Directives -
A) Please rewrite the paragraph in the car forum thread that begins "It's thoroughly depressing" more briefly, keeping its main facts.
B) In the car forum thread, which book does dirtsniffer say they are currently reading?
C) Write the next part of the car forum thread, starting after its final line.

___ Source excerpt

Yes, you just have no idea what you're talking about. As usual.

----------


## dirtsniffer

I've noticed gm building some nice cars instead of junk for the last few years.. 

Currently reading car guys vs bean counters by bob lutz. Few yeats old but pretty interesting

----------


## 89coupe

I would have been interested in this car if it had an AWD option.

10 more years and it will all be electric cars.

----------


## Buster

> I would have been interested in this car if it had an AWD option.
> 
> 10 more years and it will all be electric cars.



It's thoroughly depressing. I sold my V-wagon primarily because the power and RWD in Calgary made for a bad daily driver. About 10-15 days a year I stayed home.

----------


## 89coupe

> It's thoroughly depressing. I sold my V-wagon primarily because the power and RWD in Calgary made for a bad daily driver. About 10-15 days a year I stayed home.

______
___ Provided data

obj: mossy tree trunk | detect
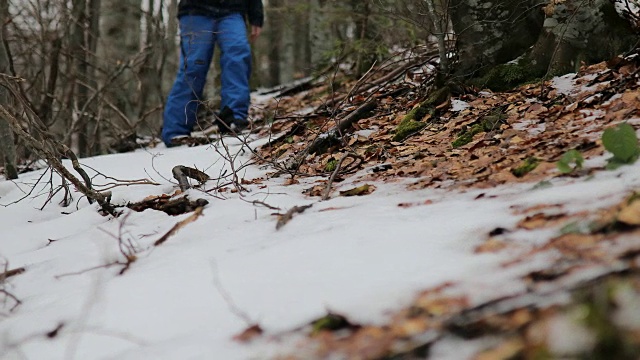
[449,0,637,90]
[449,0,544,78]
[528,0,637,75]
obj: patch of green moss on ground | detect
[392,86,451,141]
[471,59,545,91]
[511,157,540,177]
[451,124,484,148]
[324,158,338,172]
[451,110,506,148]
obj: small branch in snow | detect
[322,153,364,201]
[276,204,313,230]
[0,267,26,283]
[171,165,209,191]
[54,261,125,279]
[0,289,22,312]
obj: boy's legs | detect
[162,15,216,146]
[217,14,251,125]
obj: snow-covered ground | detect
[0,77,640,360]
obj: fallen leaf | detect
[233,325,263,343]
[617,194,640,225]
[340,184,376,196]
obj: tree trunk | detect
[0,0,18,179]
[267,0,284,86]
[98,0,142,126]
[529,0,637,75]
[449,0,544,78]
[450,0,637,88]
[69,0,88,156]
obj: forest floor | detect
[247,48,640,359]
[0,48,640,360]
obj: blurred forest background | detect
[0,0,637,177]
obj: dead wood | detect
[171,165,209,191]
[0,267,26,282]
[127,195,209,215]
[153,206,204,246]
[306,99,378,154]
[276,204,313,230]
[0,105,116,216]
[322,153,364,200]
[316,56,432,112]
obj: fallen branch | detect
[171,165,209,191]
[305,99,378,154]
[153,206,204,246]
[322,153,363,201]
[316,54,437,112]
[0,105,116,216]
[276,205,312,230]
[0,267,26,282]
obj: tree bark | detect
[267,0,284,86]
[0,0,18,179]
[449,0,544,78]
[529,0,637,75]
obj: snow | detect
[0,95,640,360]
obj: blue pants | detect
[162,14,251,145]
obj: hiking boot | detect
[216,106,249,134]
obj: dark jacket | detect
[178,0,264,27]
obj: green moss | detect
[392,86,451,141]
[470,59,545,91]
[324,157,338,172]
[451,110,506,148]
[451,124,484,148]
[511,157,540,177]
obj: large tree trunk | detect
[449,0,544,78]
[450,0,637,89]
[267,0,284,86]
[529,0,637,75]
[0,0,18,179]
[98,0,142,131]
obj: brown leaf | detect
[617,194,640,226]
[233,325,264,343]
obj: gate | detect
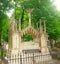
[5,53,51,64]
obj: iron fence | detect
[4,53,53,64]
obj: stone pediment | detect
[21,26,39,37]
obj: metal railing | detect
[5,53,51,64]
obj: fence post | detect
[20,54,23,64]
[33,53,35,64]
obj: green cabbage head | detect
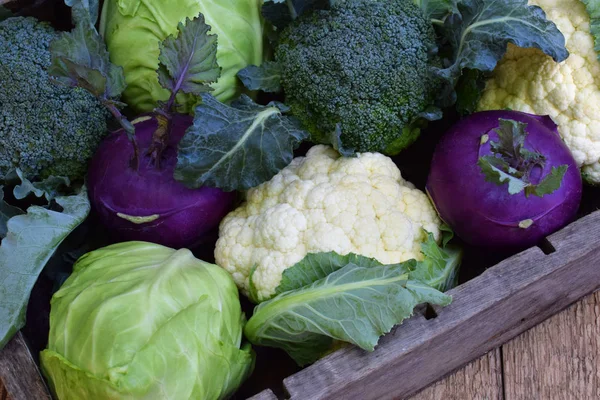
[100,0,264,112]
[41,242,254,400]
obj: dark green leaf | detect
[478,119,567,197]
[0,190,90,349]
[0,6,13,21]
[477,156,528,194]
[174,93,308,191]
[0,186,24,239]
[581,0,600,60]
[275,251,382,295]
[411,231,463,292]
[65,0,99,27]
[415,0,457,21]
[440,0,569,86]
[525,165,569,197]
[157,14,221,101]
[244,263,451,365]
[328,124,356,157]
[456,68,485,115]
[13,169,71,201]
[48,24,125,101]
[262,0,335,29]
[237,61,281,93]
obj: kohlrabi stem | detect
[104,100,140,171]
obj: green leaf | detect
[477,156,527,194]
[525,165,569,197]
[0,186,24,239]
[439,0,569,86]
[411,228,463,292]
[415,0,457,21]
[0,6,13,21]
[237,61,282,93]
[0,189,90,349]
[13,169,71,201]
[65,0,99,27]
[581,0,600,60]
[477,118,567,197]
[174,93,308,191]
[48,24,125,101]
[275,251,383,295]
[157,14,221,101]
[244,263,451,365]
[456,68,486,115]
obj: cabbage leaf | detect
[244,231,462,365]
[0,188,90,349]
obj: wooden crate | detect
[0,211,600,400]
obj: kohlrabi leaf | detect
[414,0,457,22]
[0,186,24,239]
[275,251,382,295]
[456,68,486,115]
[0,186,90,349]
[411,229,463,292]
[13,169,71,201]
[244,263,451,365]
[581,0,600,60]
[174,93,308,191]
[477,119,567,197]
[157,14,221,108]
[48,24,125,101]
[439,0,569,86]
[237,61,281,93]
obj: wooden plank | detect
[503,290,600,400]
[284,212,600,400]
[0,332,51,400]
[410,349,503,400]
[247,389,279,400]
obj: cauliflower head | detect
[215,145,441,301]
[478,0,600,184]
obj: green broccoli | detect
[275,0,443,154]
[0,17,110,179]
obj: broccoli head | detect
[0,17,109,179]
[275,0,443,154]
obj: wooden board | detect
[0,333,50,400]
[0,212,600,400]
[410,349,503,400]
[274,212,600,400]
[503,290,600,400]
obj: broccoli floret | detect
[0,17,109,179]
[275,0,442,154]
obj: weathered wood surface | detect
[410,349,503,400]
[0,333,50,400]
[284,212,600,400]
[503,290,600,400]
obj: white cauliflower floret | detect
[478,0,600,184]
[215,145,441,301]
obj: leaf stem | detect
[103,100,140,171]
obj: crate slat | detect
[283,211,600,400]
[0,332,51,400]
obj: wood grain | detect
[284,212,600,400]
[503,290,600,400]
[410,349,503,400]
[0,332,51,400]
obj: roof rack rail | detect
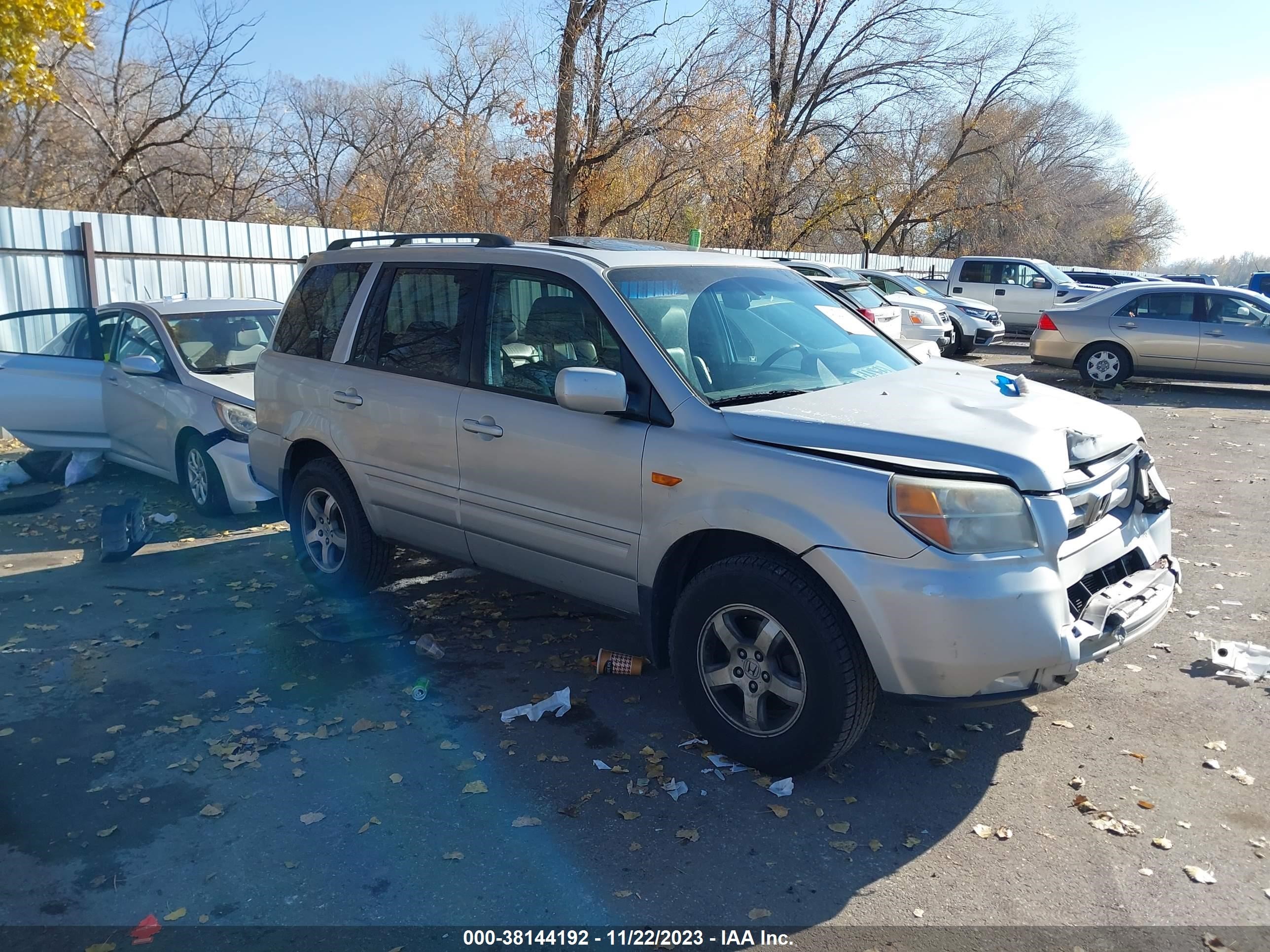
[326,231,516,251]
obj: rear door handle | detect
[463,416,503,437]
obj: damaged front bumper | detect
[804,454,1180,706]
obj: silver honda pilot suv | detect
[250,235,1180,774]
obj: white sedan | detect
[0,298,282,515]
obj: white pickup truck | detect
[922,255,1104,334]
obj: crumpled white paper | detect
[499,688,573,723]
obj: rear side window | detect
[273,263,371,361]
[1115,293,1195,321]
[957,262,993,284]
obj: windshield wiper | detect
[710,390,808,406]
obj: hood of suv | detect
[723,361,1142,492]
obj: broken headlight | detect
[890,475,1038,553]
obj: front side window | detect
[957,262,992,284]
[996,262,1049,288]
[163,308,278,373]
[1117,295,1195,321]
[273,263,371,361]
[484,269,622,400]
[608,265,913,406]
[1205,295,1270,326]
[352,267,478,382]
[110,311,170,371]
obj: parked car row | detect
[0,235,1180,776]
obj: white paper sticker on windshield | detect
[815,305,862,334]
[851,361,893,377]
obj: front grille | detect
[1067,548,1147,618]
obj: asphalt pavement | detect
[0,345,1270,952]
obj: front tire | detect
[670,553,878,776]
[287,458,391,595]
[1076,343,1133,387]
[180,437,230,515]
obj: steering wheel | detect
[758,344,803,371]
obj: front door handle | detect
[463,416,503,437]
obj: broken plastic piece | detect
[1209,641,1270,684]
[128,913,163,946]
[499,688,573,723]
[414,632,446,661]
[662,777,688,801]
[767,777,794,797]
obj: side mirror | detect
[555,367,626,414]
[119,354,163,377]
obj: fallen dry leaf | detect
[1182,866,1217,886]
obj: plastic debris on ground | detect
[414,632,446,661]
[98,496,154,562]
[662,777,688,801]
[0,460,31,492]
[767,777,794,797]
[703,754,749,773]
[1209,641,1270,684]
[596,647,644,674]
[499,688,573,723]
[62,449,106,486]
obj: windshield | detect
[1029,258,1076,288]
[163,308,278,373]
[608,265,913,406]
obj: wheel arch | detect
[639,528,841,668]
[278,438,343,515]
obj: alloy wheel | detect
[300,487,348,574]
[1085,350,1120,383]
[185,447,208,505]
[697,604,807,738]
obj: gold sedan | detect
[1030,282,1270,387]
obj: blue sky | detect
[213,0,1270,258]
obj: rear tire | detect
[1076,341,1133,387]
[670,553,878,777]
[287,458,392,595]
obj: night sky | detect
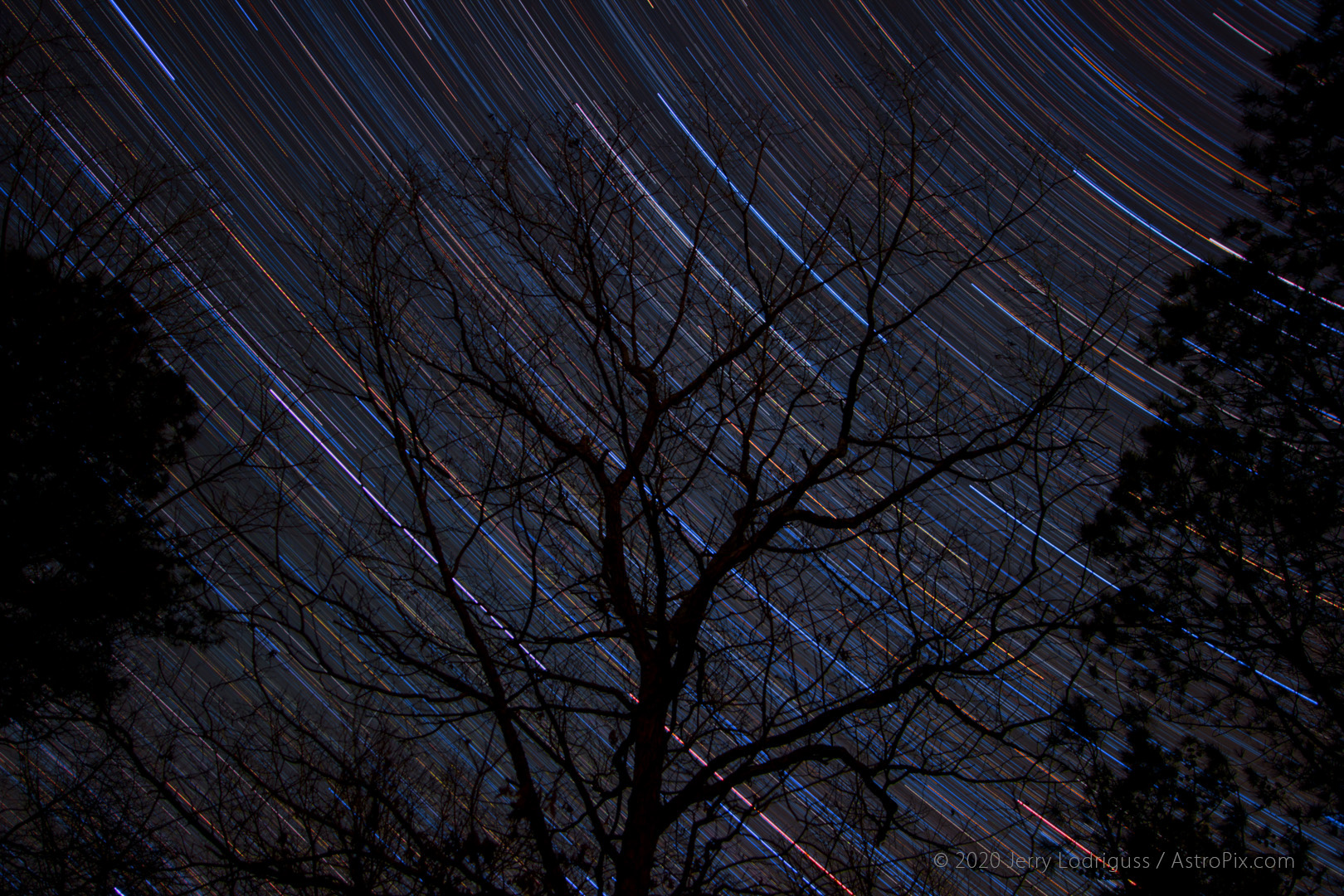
[7,0,1328,892]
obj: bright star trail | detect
[7,0,1340,894]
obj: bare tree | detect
[120,66,1127,894]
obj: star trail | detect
[5,0,1344,894]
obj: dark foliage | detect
[1088,2,1344,807]
[0,251,208,724]
[1088,725,1303,896]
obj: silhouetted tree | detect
[128,63,1125,894]
[1086,724,1307,896]
[0,251,207,724]
[1088,2,1344,810]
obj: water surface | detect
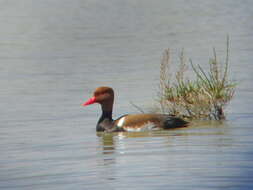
[0,0,253,190]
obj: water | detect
[0,0,253,190]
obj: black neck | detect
[97,111,113,131]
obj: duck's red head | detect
[82,86,114,111]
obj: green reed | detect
[159,37,236,120]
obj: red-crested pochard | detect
[82,86,188,132]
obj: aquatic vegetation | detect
[159,37,236,120]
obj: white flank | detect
[117,117,125,128]
[124,122,158,132]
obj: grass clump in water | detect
[159,38,236,120]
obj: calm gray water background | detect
[0,0,253,190]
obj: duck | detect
[82,86,189,132]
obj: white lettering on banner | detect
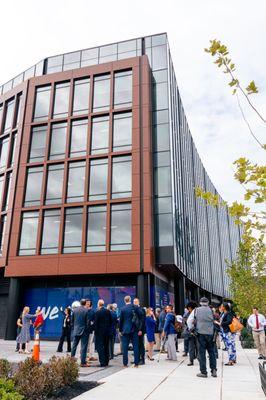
[42,306,59,320]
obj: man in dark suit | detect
[94,300,112,367]
[133,298,146,365]
[119,296,142,367]
[71,300,89,367]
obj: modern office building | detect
[0,34,240,339]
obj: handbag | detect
[229,317,243,333]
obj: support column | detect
[175,276,186,315]
[137,274,150,307]
[5,278,21,340]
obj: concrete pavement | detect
[75,341,265,400]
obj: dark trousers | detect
[121,332,139,366]
[188,335,198,363]
[71,333,89,364]
[95,334,109,367]
[138,335,145,363]
[184,333,189,354]
[57,327,71,353]
[198,334,216,374]
[109,335,116,360]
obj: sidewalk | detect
[75,342,265,400]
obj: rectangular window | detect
[4,99,15,132]
[49,122,67,160]
[41,210,60,254]
[29,125,47,162]
[10,133,18,167]
[70,119,88,157]
[24,167,43,207]
[2,172,12,211]
[110,203,132,251]
[67,161,86,203]
[0,175,5,206]
[53,82,70,118]
[114,71,132,108]
[45,164,64,204]
[19,211,39,256]
[93,74,110,111]
[156,214,173,246]
[0,104,3,135]
[63,207,83,253]
[87,206,106,252]
[112,156,132,199]
[91,116,109,154]
[89,158,108,200]
[113,113,132,151]
[0,137,9,172]
[72,79,90,115]
[14,94,22,127]
[0,215,6,255]
[33,85,51,121]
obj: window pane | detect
[24,167,43,207]
[113,113,132,151]
[19,211,39,256]
[154,167,171,196]
[156,214,173,246]
[53,82,70,118]
[14,95,22,127]
[0,175,5,209]
[89,158,108,200]
[34,86,51,121]
[110,204,131,251]
[4,99,15,132]
[10,133,18,167]
[93,75,110,111]
[2,172,12,211]
[91,117,109,154]
[72,79,90,115]
[49,123,67,160]
[41,210,60,254]
[29,125,47,162]
[70,119,88,157]
[0,104,3,134]
[114,71,132,108]
[112,156,132,199]
[153,82,168,110]
[0,137,9,172]
[0,215,6,255]
[67,161,86,202]
[45,164,64,204]
[87,206,106,252]
[154,124,170,151]
[152,46,167,70]
[63,207,83,253]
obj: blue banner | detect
[24,286,136,339]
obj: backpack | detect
[132,309,141,330]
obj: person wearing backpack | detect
[215,303,236,366]
[194,297,217,378]
[119,296,142,367]
[162,304,177,361]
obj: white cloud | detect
[0,0,266,206]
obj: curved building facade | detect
[0,34,240,339]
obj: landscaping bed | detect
[0,357,98,400]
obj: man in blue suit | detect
[71,300,89,367]
[119,296,142,367]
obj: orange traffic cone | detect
[32,333,40,362]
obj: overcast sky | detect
[0,0,266,205]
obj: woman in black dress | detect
[57,308,71,353]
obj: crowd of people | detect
[16,296,266,378]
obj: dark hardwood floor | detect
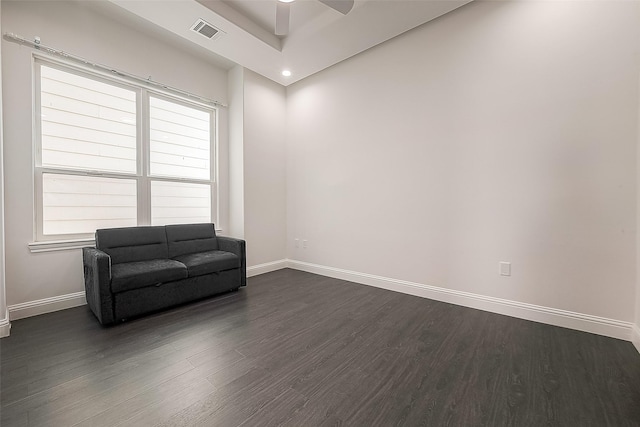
[0,270,640,427]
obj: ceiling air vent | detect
[191,19,221,39]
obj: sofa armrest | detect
[217,236,247,286]
[82,248,115,325]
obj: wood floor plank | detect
[0,269,640,427]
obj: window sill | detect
[28,239,96,254]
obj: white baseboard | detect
[0,309,11,338]
[631,325,640,353]
[7,291,87,320]
[247,259,287,277]
[287,260,640,342]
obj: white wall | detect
[244,69,287,266]
[631,69,640,352]
[0,3,11,338]
[228,65,244,239]
[287,2,640,322]
[2,1,228,314]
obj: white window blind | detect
[149,96,211,180]
[35,60,217,241]
[40,66,136,173]
[42,173,138,234]
[151,181,211,225]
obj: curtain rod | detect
[4,33,226,107]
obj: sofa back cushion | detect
[96,227,169,264]
[166,223,218,258]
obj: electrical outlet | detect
[498,261,511,276]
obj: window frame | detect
[29,54,219,247]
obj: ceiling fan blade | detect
[276,1,291,36]
[318,0,354,15]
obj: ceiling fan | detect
[276,0,354,36]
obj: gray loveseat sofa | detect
[82,224,247,325]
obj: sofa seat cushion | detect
[111,259,187,293]
[175,251,240,277]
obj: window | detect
[35,59,217,241]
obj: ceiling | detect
[109,0,472,86]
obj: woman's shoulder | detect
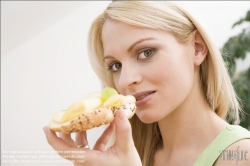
[214,139,250,166]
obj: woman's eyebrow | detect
[127,37,155,52]
[103,37,155,61]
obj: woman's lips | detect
[133,91,155,107]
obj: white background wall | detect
[1,1,250,166]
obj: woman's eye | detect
[108,62,122,72]
[137,49,154,60]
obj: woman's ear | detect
[193,30,208,66]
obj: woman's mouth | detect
[133,91,155,106]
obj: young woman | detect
[44,1,250,166]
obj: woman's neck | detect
[158,81,228,163]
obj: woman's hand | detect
[44,110,142,166]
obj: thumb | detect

______

Answers by task -
A) Thoroughly depressing. I sold my V-wagon mainly because its power and RWD made it a bad daily driver in Calgary, where I stayed home about 10–15 days a year.

B) Car Guys vs. Bean Counters by Bob Lutz.

C)
600+hp and RWD makes for unusable power below 100km/hr unless you enjoy burning copious amounts of rubber of your tires.

----------


## never

> 600+hp and RWD makes for unusable power below 100km/hr unless you enjoy burning copious amounts of rubber of your tires.



Or learn how to modulate the throttle pedal???

----------


## 89coupe

> Or learn how to modulate the throttle pedal???



Sure

----------


## Ukyo8

> And then they put a manual transmission in it...
> - "But DSG is faster on the track than manual shifting"
> - "but its a drivers car, needs 6 spd"
> 
> 
> Full disclosure: Total manual fanboy #shiftinggg
> Full disclosure x2: I'd rock one still



The 6 speed is a great option for people that are planning on modifying the car, have seen a few 1000+ HP Camaros running the stock 6 speed transmission without any issues.

Edit: With street tires of course

----------


## never

> Sure



Don't worry, it's easy...

----------


## 89coupe

> Don't worry, it's easy...



You do know I owned a 600rwhp rwd car with a 6 speed right?

You also know I let some of the best drivers (well known on this board) drive my car down the 1/4 and none of them could run a better time than myself.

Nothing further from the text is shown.